## Parts of the exercise
1: Can you rewrite the paragraph in the text on guardianship that begins "Limited Guardianship:" as a short list, keeping its main facts?
2: Can you write what comes next in the text on guardianship, picking up after its final definition?

## Excerpt to read
BEGIN

Guardianship: Does my child need it

Does my child need Guardianship or a Supported Decision Making Agreement?

In light of all the brouhaha surrounding Britney Spears and her Conservatorship, many of us are curious if Guardianship is right for our young adult.   I won’t go into Ms. Spears’ case as I have do not have any information on her case. First, let us go through a few terms as they pertain to us.

Protected Person is the disabled adult child.  The person who needs support and control under guardianship.

Guardian is the decision maker of the protected person.

Guardianship or Conservatorship is a legal arrangement decided in court whereby a Judge appoints one person to make decisions for another person.

Guardian of the Person: The Guardian is responsible for the health and overall well-being of the protected person.

Guardian of the Estate (Property): The Guardian is responsible for managing the income, property, and financial assets of the protected person.

Full or Plenary Guardianship: Complete authority over the Person and Property of the protected person.

Limited Guardianship: The Guardian’s authority is limited by the state or court.  When you request (petition) the court for guardianship, the court decides how much authority and control is granted.  

Supported Decision Making Agreement (SDMA) is between the disabled adult and their trusted advisors allowing them to maintain their full rights. It may or may not be a legally enforceable document.

END

## Data section
BEGIN

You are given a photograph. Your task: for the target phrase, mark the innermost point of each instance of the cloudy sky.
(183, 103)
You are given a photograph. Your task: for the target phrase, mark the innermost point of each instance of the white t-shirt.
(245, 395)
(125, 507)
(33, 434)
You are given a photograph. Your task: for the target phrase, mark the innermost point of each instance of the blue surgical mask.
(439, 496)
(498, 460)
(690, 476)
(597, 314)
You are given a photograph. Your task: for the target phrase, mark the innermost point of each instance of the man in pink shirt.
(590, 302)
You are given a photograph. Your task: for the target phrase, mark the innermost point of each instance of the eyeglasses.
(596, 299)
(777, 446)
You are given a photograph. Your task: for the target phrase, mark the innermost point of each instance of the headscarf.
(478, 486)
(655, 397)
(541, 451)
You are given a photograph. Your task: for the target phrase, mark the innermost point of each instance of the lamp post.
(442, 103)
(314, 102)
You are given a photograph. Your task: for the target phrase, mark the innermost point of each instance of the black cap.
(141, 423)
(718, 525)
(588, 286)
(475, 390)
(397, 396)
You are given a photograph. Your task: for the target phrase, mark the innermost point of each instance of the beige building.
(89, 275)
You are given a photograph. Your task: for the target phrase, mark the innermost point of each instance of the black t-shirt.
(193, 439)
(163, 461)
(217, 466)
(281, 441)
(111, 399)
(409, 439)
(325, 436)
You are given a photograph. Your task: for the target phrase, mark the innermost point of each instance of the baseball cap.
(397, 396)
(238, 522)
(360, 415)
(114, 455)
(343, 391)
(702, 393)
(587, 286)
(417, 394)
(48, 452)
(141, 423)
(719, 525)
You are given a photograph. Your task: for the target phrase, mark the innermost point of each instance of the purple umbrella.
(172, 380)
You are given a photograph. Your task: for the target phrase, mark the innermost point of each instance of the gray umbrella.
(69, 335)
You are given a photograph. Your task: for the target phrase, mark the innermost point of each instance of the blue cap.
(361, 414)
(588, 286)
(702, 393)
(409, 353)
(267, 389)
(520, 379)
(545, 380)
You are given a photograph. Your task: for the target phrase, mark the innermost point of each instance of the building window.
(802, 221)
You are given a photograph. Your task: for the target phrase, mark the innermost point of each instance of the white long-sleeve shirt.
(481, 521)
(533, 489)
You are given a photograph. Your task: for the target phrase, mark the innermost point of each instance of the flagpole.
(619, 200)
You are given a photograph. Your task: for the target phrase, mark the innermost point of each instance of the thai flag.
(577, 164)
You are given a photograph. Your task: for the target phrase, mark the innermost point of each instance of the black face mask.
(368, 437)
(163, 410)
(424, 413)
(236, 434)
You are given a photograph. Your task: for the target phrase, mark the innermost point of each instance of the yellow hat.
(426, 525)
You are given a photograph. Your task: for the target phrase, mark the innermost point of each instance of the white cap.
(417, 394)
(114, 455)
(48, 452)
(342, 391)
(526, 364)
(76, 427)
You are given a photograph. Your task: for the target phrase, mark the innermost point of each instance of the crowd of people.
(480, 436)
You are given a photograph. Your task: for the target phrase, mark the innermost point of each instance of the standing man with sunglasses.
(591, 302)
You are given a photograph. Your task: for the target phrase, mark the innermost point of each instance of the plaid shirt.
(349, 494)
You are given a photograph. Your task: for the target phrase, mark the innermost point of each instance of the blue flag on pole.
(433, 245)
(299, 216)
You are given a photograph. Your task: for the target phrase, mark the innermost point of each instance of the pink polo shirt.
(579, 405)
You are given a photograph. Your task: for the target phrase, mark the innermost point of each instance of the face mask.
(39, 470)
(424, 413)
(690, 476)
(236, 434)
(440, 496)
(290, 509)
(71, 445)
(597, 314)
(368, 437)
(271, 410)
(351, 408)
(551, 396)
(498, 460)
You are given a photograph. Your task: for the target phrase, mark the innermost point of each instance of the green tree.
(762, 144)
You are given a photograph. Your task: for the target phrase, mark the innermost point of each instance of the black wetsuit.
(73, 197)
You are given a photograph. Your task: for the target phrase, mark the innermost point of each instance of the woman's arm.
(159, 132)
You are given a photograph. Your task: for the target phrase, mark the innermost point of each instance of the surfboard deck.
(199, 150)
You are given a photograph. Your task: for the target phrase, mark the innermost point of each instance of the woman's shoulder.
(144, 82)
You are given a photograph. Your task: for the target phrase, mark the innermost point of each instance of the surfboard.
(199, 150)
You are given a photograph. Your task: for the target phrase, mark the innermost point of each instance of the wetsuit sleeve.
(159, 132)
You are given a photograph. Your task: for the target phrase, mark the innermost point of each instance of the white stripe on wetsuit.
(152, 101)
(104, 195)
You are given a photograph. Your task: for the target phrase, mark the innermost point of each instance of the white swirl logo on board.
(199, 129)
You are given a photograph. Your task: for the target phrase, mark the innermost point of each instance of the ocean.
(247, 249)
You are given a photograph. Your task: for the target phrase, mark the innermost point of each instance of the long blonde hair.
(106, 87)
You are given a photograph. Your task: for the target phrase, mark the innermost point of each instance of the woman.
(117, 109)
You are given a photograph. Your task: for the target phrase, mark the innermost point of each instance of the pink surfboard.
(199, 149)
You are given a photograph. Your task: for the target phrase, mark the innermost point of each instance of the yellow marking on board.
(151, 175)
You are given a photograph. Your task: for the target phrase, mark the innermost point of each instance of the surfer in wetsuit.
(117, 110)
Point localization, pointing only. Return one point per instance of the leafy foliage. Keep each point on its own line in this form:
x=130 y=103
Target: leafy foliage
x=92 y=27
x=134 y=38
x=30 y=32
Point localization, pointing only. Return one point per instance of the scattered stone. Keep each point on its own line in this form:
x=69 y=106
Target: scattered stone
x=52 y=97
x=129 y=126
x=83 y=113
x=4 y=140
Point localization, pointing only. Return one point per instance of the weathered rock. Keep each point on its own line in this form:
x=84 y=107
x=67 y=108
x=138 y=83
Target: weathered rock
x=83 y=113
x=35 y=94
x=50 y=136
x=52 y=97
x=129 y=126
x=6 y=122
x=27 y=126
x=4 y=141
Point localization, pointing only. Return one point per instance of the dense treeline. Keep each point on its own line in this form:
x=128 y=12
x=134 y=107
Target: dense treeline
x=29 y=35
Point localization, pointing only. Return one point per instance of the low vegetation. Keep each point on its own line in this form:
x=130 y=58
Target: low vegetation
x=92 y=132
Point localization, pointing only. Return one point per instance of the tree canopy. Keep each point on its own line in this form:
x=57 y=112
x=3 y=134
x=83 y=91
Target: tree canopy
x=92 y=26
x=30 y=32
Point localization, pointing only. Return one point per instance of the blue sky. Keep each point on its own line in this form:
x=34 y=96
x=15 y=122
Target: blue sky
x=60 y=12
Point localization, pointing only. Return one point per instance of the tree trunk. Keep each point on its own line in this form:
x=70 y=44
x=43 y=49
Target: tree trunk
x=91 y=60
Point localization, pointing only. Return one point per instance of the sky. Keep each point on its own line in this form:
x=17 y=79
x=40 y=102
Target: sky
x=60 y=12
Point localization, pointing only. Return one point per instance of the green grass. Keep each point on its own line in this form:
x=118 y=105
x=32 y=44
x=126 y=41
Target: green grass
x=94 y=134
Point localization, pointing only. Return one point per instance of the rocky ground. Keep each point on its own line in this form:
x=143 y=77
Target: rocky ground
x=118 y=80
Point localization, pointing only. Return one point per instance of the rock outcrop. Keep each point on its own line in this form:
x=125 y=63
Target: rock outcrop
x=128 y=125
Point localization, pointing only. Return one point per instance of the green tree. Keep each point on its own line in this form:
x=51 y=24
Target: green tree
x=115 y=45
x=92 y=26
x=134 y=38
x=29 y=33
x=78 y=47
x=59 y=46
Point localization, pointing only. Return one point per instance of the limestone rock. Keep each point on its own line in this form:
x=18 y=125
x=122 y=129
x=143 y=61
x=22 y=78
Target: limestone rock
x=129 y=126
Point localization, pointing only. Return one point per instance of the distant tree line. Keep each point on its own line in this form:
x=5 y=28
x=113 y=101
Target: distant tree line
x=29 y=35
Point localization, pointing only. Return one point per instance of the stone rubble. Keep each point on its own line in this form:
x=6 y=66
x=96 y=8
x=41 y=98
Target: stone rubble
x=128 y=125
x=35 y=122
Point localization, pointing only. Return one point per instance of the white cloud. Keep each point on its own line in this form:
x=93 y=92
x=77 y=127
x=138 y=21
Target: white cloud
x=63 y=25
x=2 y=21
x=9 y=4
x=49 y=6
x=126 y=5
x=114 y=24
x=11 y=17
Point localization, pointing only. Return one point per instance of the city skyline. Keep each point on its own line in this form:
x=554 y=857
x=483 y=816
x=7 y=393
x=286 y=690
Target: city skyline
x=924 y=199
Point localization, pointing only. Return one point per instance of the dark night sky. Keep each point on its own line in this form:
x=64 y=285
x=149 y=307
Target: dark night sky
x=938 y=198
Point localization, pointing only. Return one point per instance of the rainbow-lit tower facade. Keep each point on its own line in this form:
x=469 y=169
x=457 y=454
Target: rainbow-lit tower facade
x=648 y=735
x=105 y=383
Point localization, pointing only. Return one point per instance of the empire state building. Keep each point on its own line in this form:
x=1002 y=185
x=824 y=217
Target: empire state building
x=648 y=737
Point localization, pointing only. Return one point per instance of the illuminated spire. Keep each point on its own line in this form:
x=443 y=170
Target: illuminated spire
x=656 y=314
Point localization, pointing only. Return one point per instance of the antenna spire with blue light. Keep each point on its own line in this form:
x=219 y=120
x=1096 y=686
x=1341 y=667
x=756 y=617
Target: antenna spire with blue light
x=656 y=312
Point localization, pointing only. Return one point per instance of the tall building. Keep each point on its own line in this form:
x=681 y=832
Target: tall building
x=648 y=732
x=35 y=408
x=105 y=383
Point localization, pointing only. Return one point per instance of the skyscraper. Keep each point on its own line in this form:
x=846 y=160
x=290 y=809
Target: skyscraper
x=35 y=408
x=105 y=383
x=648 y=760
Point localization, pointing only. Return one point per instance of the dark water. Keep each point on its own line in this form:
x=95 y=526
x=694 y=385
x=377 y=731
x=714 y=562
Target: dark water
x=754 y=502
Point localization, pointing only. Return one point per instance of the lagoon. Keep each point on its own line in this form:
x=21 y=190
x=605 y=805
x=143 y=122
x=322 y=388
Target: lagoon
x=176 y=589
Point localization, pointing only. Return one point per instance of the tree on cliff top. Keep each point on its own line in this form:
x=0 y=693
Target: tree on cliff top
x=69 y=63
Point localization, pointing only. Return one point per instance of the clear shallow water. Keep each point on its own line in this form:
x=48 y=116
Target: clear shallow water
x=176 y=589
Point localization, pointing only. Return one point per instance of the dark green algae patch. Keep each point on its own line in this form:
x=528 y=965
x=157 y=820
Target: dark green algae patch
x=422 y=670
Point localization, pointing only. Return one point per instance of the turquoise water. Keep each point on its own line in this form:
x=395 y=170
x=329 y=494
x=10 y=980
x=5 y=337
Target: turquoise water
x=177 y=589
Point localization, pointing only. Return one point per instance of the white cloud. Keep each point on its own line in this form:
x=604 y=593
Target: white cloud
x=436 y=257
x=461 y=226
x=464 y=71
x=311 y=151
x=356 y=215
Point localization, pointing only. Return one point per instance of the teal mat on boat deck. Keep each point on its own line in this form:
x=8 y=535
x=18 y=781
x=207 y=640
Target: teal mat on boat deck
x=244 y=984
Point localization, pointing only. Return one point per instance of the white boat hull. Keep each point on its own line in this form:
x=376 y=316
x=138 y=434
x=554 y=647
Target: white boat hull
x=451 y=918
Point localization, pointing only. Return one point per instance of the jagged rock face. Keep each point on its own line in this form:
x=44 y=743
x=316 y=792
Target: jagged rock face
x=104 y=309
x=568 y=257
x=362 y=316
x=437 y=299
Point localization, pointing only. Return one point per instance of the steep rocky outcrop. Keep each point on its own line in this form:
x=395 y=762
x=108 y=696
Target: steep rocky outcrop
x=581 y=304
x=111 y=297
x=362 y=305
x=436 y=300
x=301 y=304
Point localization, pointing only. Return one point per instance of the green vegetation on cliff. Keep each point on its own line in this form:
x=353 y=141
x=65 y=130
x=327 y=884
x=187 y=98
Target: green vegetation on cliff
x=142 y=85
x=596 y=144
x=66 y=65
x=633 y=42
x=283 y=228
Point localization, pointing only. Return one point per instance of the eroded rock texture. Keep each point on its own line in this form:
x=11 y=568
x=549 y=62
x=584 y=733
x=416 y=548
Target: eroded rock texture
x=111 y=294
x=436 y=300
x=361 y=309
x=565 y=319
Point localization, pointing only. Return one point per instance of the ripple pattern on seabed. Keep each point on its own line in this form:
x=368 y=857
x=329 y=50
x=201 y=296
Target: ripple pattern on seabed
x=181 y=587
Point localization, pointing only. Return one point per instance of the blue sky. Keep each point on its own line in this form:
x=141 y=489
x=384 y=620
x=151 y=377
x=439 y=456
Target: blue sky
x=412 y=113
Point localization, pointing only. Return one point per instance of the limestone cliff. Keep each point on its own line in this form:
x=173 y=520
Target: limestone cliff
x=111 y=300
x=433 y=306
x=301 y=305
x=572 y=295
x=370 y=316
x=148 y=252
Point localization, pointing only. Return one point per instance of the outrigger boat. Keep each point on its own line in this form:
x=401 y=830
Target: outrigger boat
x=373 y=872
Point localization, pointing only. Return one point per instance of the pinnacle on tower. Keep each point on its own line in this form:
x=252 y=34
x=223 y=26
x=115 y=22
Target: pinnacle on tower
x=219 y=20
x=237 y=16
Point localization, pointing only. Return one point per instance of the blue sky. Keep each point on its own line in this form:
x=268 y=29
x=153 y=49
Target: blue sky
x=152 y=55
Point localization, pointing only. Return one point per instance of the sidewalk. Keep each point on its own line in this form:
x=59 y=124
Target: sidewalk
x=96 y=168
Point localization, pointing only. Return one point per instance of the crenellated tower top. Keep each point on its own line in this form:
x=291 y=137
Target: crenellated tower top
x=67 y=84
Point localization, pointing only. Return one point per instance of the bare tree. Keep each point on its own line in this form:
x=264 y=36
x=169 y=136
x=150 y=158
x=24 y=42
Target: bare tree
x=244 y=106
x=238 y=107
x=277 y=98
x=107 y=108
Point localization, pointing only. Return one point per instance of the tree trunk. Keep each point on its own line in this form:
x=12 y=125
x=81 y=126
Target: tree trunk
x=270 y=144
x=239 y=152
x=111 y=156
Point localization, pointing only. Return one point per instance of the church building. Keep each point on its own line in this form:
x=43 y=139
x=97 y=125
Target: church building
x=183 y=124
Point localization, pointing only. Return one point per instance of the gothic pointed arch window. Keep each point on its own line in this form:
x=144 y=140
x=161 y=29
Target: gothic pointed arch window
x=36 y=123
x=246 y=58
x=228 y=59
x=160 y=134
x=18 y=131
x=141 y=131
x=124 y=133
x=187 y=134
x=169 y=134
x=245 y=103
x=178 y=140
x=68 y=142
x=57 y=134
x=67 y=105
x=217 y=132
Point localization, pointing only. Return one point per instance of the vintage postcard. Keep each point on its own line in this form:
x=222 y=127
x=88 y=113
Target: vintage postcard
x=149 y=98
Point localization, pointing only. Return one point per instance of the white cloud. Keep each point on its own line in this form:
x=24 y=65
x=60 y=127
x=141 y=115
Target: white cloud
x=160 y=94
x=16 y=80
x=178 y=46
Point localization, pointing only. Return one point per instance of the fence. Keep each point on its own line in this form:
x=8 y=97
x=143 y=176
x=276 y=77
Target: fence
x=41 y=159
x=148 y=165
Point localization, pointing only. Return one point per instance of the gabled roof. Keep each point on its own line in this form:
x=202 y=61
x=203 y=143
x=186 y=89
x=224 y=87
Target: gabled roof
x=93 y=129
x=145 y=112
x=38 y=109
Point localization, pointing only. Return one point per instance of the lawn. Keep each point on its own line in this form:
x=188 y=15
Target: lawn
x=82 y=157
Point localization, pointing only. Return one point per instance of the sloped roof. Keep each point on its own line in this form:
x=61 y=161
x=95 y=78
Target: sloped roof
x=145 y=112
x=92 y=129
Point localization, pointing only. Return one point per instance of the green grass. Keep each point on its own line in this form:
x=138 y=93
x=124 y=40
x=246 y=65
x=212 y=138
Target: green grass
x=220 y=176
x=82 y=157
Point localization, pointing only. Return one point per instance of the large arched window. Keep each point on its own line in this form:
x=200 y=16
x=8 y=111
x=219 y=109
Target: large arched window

END

## Task answers
1:
- In Limited Guardianship, the state or court limits the Guardian's authority.
- To request guardianship, you petition the court.
- The court decides how much authority and control the Guardian gets.

2:
Power of Attorney (POA) is a legal contract giving one person binding authority to make decisions for another in any or all situations.  

When we think about the best route to serve our disabled adult child, we need to evaluate not only how well they function in every aspect, but how they feel about it all. Self-determination is the guiding principle. How well do they communicate their needs? How well do they advocate for themselves and how willing are they to do so? We have to keep in mind, we are not evaluating their academic abilities or sophistication, but a belief in autonomy and self-worth in every aspect of their lives.  

Guardianship best serves when the protected person is incapable of making daily and critical life decisions. If your child cannot express their needs or does not understand what they need, guardianship is more appropriate. If your child has preferences and can make them known, guardianship may be too restrictive. For example, if your child likes to spend time with certain people, or eat at a favorite restaurant, go to a preferred mall, or play a sport, they are capable of making decisions. Also, when we take on a guardianship role, our child loses rights. Each state defines what rights are available to people under guardianship.  Some states take away their right to drive or vote. 

In all states, the protected person loses their right to decide where to live, how to spend their money, and what medical treatments they receive. Guardianship is meant to be very restrictive and permanent. They are seldom able to remove the guardian or end the agreement. The protected person cannot have a Power of Attorney or an enforceable Supported Decision Making agreement if they are under guardianship.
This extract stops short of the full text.